DATA FOR REVIEW:
####

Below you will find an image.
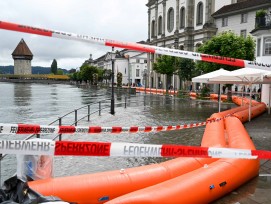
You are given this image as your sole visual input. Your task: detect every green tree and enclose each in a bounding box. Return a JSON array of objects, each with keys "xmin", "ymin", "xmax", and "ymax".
[
  {"xmin": 197, "ymin": 31, "xmax": 255, "ymax": 100},
  {"xmin": 97, "ymin": 68, "xmax": 105, "ymax": 82},
  {"xmin": 177, "ymin": 58, "xmax": 196, "ymax": 90},
  {"xmin": 92, "ymin": 73, "xmax": 98, "ymax": 85},
  {"xmin": 117, "ymin": 72, "xmax": 122, "ymax": 87},
  {"xmin": 197, "ymin": 31, "xmax": 255, "ymax": 73},
  {"xmin": 51, "ymin": 59, "xmax": 58, "ymax": 74},
  {"xmin": 103, "ymin": 69, "xmax": 112, "ymax": 85},
  {"xmin": 57, "ymin": 69, "xmax": 64, "ymax": 75},
  {"xmin": 80, "ymin": 64, "xmax": 98, "ymax": 83},
  {"xmin": 153, "ymin": 55, "xmax": 176, "ymax": 92}
]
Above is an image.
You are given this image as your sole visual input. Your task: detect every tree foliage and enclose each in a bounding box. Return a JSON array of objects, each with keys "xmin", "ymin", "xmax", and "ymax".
[
  {"xmin": 57, "ymin": 69, "xmax": 64, "ymax": 75},
  {"xmin": 153, "ymin": 55, "xmax": 176, "ymax": 76},
  {"xmin": 153, "ymin": 55, "xmax": 177, "ymax": 90},
  {"xmin": 197, "ymin": 31, "xmax": 255, "ymax": 73},
  {"xmin": 177, "ymin": 58, "xmax": 196, "ymax": 81},
  {"xmin": 51, "ymin": 59, "xmax": 58, "ymax": 74},
  {"xmin": 117, "ymin": 72, "xmax": 122, "ymax": 87},
  {"xmin": 80, "ymin": 64, "xmax": 98, "ymax": 83}
]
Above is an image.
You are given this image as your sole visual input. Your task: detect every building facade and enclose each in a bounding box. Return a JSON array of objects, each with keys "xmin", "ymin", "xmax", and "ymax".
[
  {"xmin": 86, "ymin": 49, "xmax": 148, "ymax": 86},
  {"xmin": 12, "ymin": 39, "xmax": 33, "ymax": 75},
  {"xmin": 146, "ymin": 0, "xmax": 271, "ymax": 90}
]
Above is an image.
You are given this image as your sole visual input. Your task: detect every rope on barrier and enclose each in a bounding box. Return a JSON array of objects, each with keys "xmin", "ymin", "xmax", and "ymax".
[
  {"xmin": 1, "ymin": 140, "xmax": 271, "ymax": 160},
  {"xmin": 0, "ymin": 117, "xmax": 227, "ymax": 135}
]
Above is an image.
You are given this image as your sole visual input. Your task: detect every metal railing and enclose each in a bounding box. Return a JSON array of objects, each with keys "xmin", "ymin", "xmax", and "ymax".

####

TASK:
Could you please write out the entries exactly as they are, with every picture left out?

RESULT FOR THIS TASK:
Below you will find an image.
You are given this image as your sole visual input. Your task: detect every green tree and enclose each in a bounding box. Return a JSON array of objects, each with keys "xmin", "ymin", "xmax", and "ymax".
[
  {"xmin": 197, "ymin": 31, "xmax": 255, "ymax": 100},
  {"xmin": 97, "ymin": 68, "xmax": 105, "ymax": 82},
  {"xmin": 177, "ymin": 58, "xmax": 196, "ymax": 90},
  {"xmin": 92, "ymin": 73, "xmax": 98, "ymax": 85},
  {"xmin": 117, "ymin": 72, "xmax": 122, "ymax": 87},
  {"xmin": 197, "ymin": 31, "xmax": 255, "ymax": 73},
  {"xmin": 51, "ymin": 59, "xmax": 58, "ymax": 74},
  {"xmin": 103, "ymin": 69, "xmax": 112, "ymax": 85},
  {"xmin": 57, "ymin": 69, "xmax": 64, "ymax": 75},
  {"xmin": 80, "ymin": 64, "xmax": 98, "ymax": 83},
  {"xmin": 153, "ymin": 55, "xmax": 176, "ymax": 92}
]
Above is an image.
You are given this image as your sole visual input. Your task: detect every tree foliage and enclose each in a bounding box. Return a JSON array of objects, each with keys "xmin", "ymin", "xmax", and "ymax".
[
  {"xmin": 57, "ymin": 69, "xmax": 64, "ymax": 75},
  {"xmin": 153, "ymin": 55, "xmax": 176, "ymax": 76},
  {"xmin": 153, "ymin": 55, "xmax": 177, "ymax": 90},
  {"xmin": 197, "ymin": 31, "xmax": 255, "ymax": 73},
  {"xmin": 177, "ymin": 58, "xmax": 196, "ymax": 81},
  {"xmin": 51, "ymin": 59, "xmax": 58, "ymax": 74},
  {"xmin": 117, "ymin": 72, "xmax": 122, "ymax": 87},
  {"xmin": 80, "ymin": 64, "xmax": 98, "ymax": 83}
]
Above is an image.
You are given this image as your sole visual input. Your task: detect every building facade and enclose each in a bounding box. Return a JSON array of objects, each with keys "xmin", "ymin", "xmax", and "ymax".
[
  {"xmin": 86, "ymin": 49, "xmax": 148, "ymax": 86},
  {"xmin": 12, "ymin": 39, "xmax": 33, "ymax": 75},
  {"xmin": 146, "ymin": 0, "xmax": 271, "ymax": 90}
]
Above is an image.
You are given this image as your sole visual input. Your task: detect every rope on barrier and enclose each in a bounding box. Return a JSON array of objects, each with keys "xmin", "ymin", "xmax", and "ymax".
[
  {"xmin": 1, "ymin": 140, "xmax": 271, "ymax": 160},
  {"xmin": 0, "ymin": 117, "xmax": 227, "ymax": 135}
]
Above is an image.
You are given this image as your sole visual input. Your task: detect every metal railing and enclose each in a bounding box. Return a JSON array of objects, each with keys "xmin", "ymin", "xmax", and "ymax".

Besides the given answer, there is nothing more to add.